→ ACTIVITY
Copy the passage of the PCOS text verbatim, starting at "PCOS is characterized" and ending at "women with PCOS.".

══ DOCUMENT TEXT ══

The National Institutes of Health has identified polycystic ovary syndrome (PCOS) as a major public health problem for women in the United States. PCOS is a set of symptoms due to elevated androgens (male hormones) in females. PCOS is caused by a combination of genetic and environmental factors and has no cure. It is the most common endocrine disorder among women between the ages of 18 and 44.
PCOS is characterized by a range of symptoms, such as irregular or absent menstrual periods, hirsutism (excess hair growth on the face and body), weight gain, acne, ovarian cysts, and alopecia (hair loss). PCOS increases a woman’s risk of developing type 2 diabetes, cardiovascular disease, infertility, anxiety, depression, and poor health-related quality of life. PCOS can begin in adolescence and worsen across the life span if untreated or poorly managed.
The NIH recommends establishing multidisciplinary programs to improve the awareness of the public and health care providers regarding management for women with PCOS.

═══
══ INPUT DATA ══

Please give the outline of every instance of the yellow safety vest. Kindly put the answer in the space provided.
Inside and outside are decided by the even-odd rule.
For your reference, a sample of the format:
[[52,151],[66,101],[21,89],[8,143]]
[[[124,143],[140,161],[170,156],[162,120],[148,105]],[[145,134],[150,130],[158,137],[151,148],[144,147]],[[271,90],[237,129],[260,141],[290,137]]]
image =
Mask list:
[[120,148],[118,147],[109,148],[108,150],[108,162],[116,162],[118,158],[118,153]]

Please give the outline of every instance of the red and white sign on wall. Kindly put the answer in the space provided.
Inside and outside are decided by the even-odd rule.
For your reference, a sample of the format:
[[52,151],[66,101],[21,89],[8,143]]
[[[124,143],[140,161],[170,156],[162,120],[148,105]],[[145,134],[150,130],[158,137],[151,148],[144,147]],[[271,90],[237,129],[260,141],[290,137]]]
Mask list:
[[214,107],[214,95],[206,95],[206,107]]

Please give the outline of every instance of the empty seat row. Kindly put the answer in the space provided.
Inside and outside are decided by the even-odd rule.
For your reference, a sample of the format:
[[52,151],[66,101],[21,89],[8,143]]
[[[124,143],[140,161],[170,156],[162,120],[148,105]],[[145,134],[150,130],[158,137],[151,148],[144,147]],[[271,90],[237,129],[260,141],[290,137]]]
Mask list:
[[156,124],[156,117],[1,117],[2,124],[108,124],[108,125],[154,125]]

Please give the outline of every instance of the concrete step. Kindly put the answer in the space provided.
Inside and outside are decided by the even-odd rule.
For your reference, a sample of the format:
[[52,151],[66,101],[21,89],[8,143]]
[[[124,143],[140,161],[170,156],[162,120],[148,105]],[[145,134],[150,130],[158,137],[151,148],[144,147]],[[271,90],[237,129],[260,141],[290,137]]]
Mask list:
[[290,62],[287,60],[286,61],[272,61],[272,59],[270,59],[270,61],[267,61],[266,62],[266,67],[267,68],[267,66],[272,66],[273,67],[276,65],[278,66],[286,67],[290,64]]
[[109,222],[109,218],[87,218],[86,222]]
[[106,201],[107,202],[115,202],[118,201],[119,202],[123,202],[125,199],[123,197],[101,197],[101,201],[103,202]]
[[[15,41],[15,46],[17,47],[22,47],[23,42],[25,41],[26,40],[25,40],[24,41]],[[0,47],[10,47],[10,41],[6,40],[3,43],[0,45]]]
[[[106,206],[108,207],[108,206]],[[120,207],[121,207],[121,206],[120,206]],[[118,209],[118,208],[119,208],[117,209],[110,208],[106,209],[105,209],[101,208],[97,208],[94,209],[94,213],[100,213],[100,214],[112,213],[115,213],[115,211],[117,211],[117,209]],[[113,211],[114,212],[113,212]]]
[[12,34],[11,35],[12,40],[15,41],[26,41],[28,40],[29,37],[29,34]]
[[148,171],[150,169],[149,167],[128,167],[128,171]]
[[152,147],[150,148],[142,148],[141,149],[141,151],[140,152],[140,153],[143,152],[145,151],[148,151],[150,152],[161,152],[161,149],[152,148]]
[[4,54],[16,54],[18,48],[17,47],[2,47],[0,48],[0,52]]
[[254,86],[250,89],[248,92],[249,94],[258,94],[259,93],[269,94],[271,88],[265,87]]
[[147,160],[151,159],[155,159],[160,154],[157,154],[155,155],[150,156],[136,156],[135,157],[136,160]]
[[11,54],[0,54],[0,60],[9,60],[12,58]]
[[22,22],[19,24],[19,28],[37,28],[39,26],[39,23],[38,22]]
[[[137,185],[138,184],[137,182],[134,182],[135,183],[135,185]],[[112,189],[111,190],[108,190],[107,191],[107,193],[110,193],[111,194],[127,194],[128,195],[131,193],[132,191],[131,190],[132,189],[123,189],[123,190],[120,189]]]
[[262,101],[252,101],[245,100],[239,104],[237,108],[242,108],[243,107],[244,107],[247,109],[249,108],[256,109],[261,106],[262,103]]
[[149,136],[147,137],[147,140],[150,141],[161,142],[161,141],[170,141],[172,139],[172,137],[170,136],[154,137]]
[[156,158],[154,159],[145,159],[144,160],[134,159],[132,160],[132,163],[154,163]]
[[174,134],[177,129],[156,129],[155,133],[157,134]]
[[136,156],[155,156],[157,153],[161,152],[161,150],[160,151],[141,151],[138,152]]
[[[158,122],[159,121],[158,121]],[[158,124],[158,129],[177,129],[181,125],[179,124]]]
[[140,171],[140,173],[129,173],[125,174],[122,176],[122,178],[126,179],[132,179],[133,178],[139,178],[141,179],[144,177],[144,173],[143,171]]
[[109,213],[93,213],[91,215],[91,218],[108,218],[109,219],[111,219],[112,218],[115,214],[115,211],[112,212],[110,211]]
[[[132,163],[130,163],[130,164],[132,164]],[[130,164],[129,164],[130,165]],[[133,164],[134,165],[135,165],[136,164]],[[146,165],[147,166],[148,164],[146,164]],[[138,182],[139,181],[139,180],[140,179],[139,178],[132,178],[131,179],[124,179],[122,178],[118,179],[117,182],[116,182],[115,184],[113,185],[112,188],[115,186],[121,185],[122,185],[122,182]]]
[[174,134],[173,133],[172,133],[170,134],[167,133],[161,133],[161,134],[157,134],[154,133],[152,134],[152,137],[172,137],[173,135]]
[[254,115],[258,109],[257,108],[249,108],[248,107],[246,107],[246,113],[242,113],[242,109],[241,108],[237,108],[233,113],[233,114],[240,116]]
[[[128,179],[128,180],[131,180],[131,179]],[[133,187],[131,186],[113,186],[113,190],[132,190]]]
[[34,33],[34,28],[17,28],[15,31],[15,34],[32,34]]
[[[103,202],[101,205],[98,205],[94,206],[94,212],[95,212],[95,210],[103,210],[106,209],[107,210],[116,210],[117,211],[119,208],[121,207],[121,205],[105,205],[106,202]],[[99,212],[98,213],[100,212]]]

═══

→ OUTPUT
PCOS is characterized by a range of symptoms, such as irregular or absent menstrual periods, hirsutism (excess hair growth on the face and body), weight gain, acne, ovarian cysts, and alopecia (hair loss). PCOS increases a woman’s risk of developing type 2 diabetes, cardiovascular disease, infertility, anxiety, depression, and poor health-related quality of life. PCOS can begin in adolescence and worsen across the life span if untreated or poorly managed.
The NIH recommends establishing multidisciplinary programs to improve the awareness of the public and health care providers regarding management for women with PCOS.